Task goal –
With the material below, print exactly the lines between the line holding "Can you find the white" and the line holding "Can you find the orange-brown", inclusive. Add nothing else.

Provided information –

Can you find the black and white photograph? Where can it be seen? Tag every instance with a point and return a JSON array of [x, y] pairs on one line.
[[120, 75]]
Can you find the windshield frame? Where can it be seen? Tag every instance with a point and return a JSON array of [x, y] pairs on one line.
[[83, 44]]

---

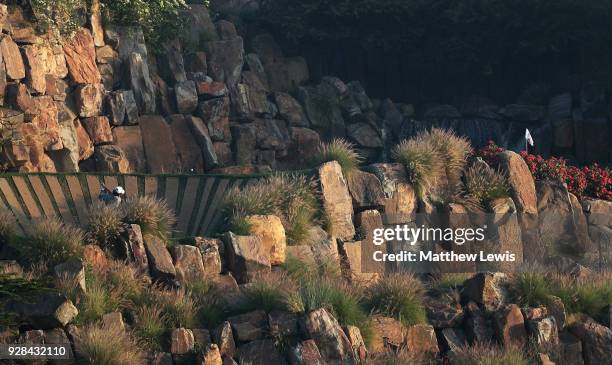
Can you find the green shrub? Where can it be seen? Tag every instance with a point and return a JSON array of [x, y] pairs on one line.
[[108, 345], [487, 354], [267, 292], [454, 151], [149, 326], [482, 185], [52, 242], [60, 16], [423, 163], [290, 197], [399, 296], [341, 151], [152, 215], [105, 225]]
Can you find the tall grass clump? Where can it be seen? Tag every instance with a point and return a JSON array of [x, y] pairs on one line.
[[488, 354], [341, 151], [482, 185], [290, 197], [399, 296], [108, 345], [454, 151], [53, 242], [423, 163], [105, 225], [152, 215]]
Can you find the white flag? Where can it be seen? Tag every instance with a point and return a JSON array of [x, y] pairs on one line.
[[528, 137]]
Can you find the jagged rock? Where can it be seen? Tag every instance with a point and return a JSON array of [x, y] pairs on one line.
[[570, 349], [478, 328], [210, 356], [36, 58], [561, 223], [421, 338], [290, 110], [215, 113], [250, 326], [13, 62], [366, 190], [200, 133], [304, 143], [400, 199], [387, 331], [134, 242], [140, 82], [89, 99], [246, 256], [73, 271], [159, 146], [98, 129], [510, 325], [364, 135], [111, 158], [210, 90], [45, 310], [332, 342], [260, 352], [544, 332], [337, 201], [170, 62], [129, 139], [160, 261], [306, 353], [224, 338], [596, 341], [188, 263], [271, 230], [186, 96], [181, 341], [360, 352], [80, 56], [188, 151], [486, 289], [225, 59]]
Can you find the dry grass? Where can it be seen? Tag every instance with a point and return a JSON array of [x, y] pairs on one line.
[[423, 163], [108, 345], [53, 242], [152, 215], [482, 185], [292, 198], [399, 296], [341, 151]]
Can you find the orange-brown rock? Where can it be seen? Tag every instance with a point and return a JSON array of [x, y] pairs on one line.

Task result –
Can you find the white flag? Where can it be seen? Tag every instance with a point and return a JSON array of [x, y] pairs on one line.
[[528, 137]]
Can you find the jagged rock? Where can it be seen? Tag every instance with a point and return a JSON array of [x, y] pairs on one line.
[[570, 349], [478, 328], [210, 356], [36, 58], [561, 223], [421, 338], [290, 110], [215, 113], [250, 326], [13, 62], [366, 190], [200, 133], [304, 143], [400, 199], [387, 331], [134, 242], [140, 82], [89, 99], [246, 256], [73, 271], [159, 146], [98, 129], [510, 325], [364, 135], [111, 158], [210, 90], [45, 310], [332, 342], [260, 352], [544, 332], [337, 201], [170, 62], [129, 139], [160, 261], [306, 353], [224, 338], [596, 341], [188, 263], [271, 230], [186, 96], [181, 341], [360, 352], [80, 56], [188, 151], [486, 289], [225, 59]]
Can you find the dry grass? Where can it be seen? Tag every instance with a point and return a JSON array of [x, y] pairs on one line.
[[423, 163], [108, 345], [53, 242], [152, 215], [482, 185], [292, 198], [399, 296], [341, 151]]
Can you find the orange-brown rock? Where can it be seen? Tag every instance with a point and return a JSON array of [x, y] pairs on one line.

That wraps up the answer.